(YOUR OBJECTIVE)
Filter the items below for the string "silhouette" and copy out, unchanged, every line in which it occurs.

(WORKING DATA)
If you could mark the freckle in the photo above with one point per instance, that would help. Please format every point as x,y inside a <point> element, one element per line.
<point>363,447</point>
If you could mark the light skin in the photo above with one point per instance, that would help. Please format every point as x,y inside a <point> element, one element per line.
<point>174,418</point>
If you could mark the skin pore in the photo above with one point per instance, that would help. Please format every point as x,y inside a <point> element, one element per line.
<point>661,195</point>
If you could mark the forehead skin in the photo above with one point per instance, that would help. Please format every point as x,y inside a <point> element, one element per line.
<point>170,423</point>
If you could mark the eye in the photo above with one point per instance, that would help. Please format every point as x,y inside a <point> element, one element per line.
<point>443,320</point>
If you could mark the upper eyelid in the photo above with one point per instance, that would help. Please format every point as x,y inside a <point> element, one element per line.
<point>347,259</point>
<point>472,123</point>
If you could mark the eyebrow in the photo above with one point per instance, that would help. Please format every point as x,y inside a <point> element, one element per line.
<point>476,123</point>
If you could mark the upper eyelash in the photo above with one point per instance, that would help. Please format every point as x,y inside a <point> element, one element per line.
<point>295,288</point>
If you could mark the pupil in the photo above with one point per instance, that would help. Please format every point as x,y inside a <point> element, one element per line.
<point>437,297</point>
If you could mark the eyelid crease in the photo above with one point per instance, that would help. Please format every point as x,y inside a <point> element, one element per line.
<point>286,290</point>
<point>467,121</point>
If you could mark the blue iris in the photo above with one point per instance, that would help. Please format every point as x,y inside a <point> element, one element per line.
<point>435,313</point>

* * *

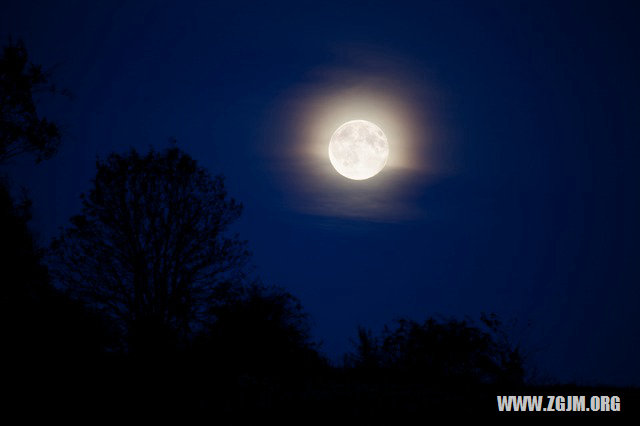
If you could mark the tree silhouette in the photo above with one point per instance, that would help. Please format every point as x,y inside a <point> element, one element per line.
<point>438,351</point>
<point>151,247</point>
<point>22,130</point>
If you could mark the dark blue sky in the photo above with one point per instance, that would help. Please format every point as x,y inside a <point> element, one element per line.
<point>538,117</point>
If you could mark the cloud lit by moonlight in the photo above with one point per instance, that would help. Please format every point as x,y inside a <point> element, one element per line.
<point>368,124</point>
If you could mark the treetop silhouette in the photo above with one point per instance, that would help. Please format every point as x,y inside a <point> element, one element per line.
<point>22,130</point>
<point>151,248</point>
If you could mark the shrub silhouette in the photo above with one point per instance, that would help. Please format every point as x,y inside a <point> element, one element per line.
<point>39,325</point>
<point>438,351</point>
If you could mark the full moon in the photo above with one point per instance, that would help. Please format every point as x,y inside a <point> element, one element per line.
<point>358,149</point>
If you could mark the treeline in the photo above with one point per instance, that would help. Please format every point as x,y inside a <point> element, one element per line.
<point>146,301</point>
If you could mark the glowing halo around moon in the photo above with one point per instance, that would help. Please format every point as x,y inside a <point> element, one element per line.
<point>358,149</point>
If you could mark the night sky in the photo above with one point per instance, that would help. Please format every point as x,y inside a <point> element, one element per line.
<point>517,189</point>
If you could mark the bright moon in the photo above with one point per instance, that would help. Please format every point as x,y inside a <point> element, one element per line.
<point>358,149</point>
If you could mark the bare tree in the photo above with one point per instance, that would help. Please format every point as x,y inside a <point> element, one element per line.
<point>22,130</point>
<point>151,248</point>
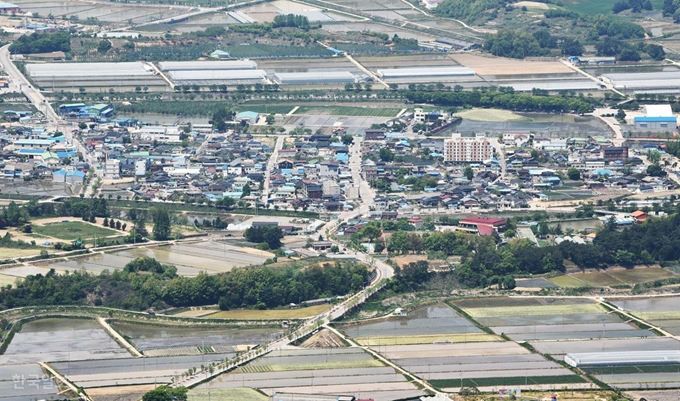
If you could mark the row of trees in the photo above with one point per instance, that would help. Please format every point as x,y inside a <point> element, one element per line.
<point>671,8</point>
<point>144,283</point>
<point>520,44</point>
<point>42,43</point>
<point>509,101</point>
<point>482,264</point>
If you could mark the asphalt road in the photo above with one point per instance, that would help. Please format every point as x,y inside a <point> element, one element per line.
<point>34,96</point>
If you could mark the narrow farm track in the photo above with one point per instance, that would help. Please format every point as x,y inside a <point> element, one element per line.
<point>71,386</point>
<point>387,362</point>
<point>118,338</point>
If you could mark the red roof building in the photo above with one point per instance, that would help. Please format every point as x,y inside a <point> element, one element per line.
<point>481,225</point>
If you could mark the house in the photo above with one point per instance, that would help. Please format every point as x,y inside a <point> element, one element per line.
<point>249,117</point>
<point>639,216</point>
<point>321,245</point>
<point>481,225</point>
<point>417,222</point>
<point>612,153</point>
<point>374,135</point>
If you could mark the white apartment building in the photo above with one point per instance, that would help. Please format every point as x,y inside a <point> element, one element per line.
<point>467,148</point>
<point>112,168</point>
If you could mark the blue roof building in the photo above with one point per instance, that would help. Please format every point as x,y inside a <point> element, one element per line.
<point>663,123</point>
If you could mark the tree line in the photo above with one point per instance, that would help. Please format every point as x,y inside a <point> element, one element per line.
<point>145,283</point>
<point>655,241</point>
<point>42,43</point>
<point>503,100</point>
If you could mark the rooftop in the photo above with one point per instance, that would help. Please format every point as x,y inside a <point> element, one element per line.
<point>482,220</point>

==

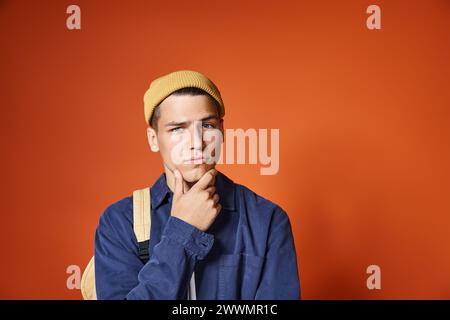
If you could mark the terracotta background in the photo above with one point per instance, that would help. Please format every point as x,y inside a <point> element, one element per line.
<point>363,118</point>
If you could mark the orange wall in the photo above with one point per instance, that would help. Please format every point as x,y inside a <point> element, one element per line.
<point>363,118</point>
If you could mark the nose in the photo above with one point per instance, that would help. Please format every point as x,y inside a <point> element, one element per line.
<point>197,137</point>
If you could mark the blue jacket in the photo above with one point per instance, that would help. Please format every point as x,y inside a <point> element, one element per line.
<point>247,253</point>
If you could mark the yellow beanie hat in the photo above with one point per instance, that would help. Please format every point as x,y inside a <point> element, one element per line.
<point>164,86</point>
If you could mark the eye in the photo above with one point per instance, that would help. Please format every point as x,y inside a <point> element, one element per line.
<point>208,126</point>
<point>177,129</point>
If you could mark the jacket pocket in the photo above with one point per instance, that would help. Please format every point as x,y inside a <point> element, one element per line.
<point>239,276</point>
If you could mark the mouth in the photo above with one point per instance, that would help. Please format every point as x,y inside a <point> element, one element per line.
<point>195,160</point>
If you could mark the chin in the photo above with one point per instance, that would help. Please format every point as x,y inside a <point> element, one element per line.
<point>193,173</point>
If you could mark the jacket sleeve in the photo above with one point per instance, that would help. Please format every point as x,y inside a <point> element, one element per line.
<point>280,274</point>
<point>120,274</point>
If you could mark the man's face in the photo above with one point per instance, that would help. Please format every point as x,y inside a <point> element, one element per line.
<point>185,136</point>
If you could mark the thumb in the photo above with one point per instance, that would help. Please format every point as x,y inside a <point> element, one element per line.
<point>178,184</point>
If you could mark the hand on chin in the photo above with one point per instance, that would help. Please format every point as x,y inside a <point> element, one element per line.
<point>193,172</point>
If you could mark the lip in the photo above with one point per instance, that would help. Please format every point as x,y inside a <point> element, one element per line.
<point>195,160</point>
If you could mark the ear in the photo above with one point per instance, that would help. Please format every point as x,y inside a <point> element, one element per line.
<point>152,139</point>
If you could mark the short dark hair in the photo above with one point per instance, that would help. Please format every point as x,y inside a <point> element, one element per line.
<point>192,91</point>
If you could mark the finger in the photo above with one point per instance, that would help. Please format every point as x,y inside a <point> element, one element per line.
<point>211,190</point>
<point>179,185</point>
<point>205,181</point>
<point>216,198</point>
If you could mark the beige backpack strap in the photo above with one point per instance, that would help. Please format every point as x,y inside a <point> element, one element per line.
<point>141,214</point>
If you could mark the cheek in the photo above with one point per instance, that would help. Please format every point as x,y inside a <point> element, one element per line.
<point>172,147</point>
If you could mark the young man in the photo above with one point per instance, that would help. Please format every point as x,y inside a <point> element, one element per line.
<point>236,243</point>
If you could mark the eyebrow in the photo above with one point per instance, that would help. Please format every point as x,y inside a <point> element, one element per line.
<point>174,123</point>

(FINAL RESULT)
If you could mark the tree silhouette in the photo above with one point per instance, that would help. Please format every point as x,y inside a <point> element, one element per line.
If you could mark the treetop silhouette in the photo above with one point per instance, that would help. Please format every point as x,y inside a <point> element, one element per line.
If you could mark the shrub silhouette in the photo above with one point per instance, that would help. Please format every point as x,y inside a <point> element, one element per line.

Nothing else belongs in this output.